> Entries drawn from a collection
--------------------

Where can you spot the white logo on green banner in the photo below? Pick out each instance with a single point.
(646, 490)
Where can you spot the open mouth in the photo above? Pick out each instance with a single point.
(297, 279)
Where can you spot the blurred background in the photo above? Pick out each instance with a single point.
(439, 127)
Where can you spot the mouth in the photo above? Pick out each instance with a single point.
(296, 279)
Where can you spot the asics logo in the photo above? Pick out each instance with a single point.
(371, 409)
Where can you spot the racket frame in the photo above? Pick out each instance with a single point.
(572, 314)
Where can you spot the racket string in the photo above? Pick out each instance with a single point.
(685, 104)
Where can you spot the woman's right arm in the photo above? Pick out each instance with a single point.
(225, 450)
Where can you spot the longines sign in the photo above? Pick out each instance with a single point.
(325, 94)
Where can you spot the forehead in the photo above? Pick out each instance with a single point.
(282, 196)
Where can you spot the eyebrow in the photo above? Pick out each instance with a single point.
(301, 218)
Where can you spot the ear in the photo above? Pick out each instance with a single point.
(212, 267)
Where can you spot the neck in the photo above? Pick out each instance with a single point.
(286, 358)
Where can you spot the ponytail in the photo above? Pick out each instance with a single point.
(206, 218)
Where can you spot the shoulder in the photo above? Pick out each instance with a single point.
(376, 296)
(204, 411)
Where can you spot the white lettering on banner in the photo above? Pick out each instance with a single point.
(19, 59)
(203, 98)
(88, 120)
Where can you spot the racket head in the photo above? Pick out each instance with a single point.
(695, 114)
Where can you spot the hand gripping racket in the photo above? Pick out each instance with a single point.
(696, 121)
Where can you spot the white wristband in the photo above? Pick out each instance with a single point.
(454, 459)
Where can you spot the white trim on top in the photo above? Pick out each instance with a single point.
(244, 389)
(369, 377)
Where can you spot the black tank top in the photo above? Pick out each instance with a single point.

--------------------

> SHORT EXERCISE
Extract every line of the items above, copying each one word for word and keeping the original order.

> SOLUTION TO THIS PROBLEM
Where can you spot the white logo on green banner in the photo below? Pick out each instance with a single point.
(646, 490)
Where can you spot the open mouth in the photo above? Pick out each instance with a single point.
(297, 279)
Where can you spot the blurred background in the photo above? Pick out each instance with a single point.
(439, 127)
Where can you spot the mouth in the photo above? Pick out each instance with a single point.
(296, 279)
Where can you spot the asics logo in the photo above? Pick out each instance with a single point.
(371, 409)
Where can you spot the racket frame in the photo above? Pick out each instance with a single point.
(572, 314)
Where can you spot the racket string in the photo above? Pick out each instance with a single point.
(685, 104)
Where can you spot the woman's right arm in the photo above? Pick out each instance with a single point.
(225, 450)
Where can you spot the longines sign in the photo above? Pick out each instance with a single point.
(325, 94)
Where can you spot the forehead in the photo above? Pick out each instance with a single point.
(282, 196)
Where can you spot the eyebrow in the photo above? Pick out each instance with a single point.
(301, 218)
Where can you spot the ear in the photo above? Pick out each instance with a single point.
(212, 267)
Where can you spot the neck in the photo above? Pick out each instance with a single point.
(286, 358)
Where can you spot the ponytail in the photo above? Pick out each instance with a single point.
(206, 218)
Where can you spot the shoulder in the photo above? Pick out each instance with a single point.
(376, 296)
(204, 411)
Where can you spot the white lettering on banner in the photo above? Pick out each instance with a single point.
(19, 59)
(203, 98)
(88, 120)
Where can you spot the racket head in the photo above? Pick out each instance with a single point.
(695, 114)
Where can you spot the hand gripping racket in the photo above? Pick out each instance with a single point.
(696, 121)
Where can you spot the white wristband in the photo above? Pick out each instance with a single point.
(454, 459)
Where can you spot the white trim on top in the photo above? Pick out each instance with a single point.
(244, 389)
(369, 377)
Where can you spot the black tank top in the photo above? Pick out each instance with a single point.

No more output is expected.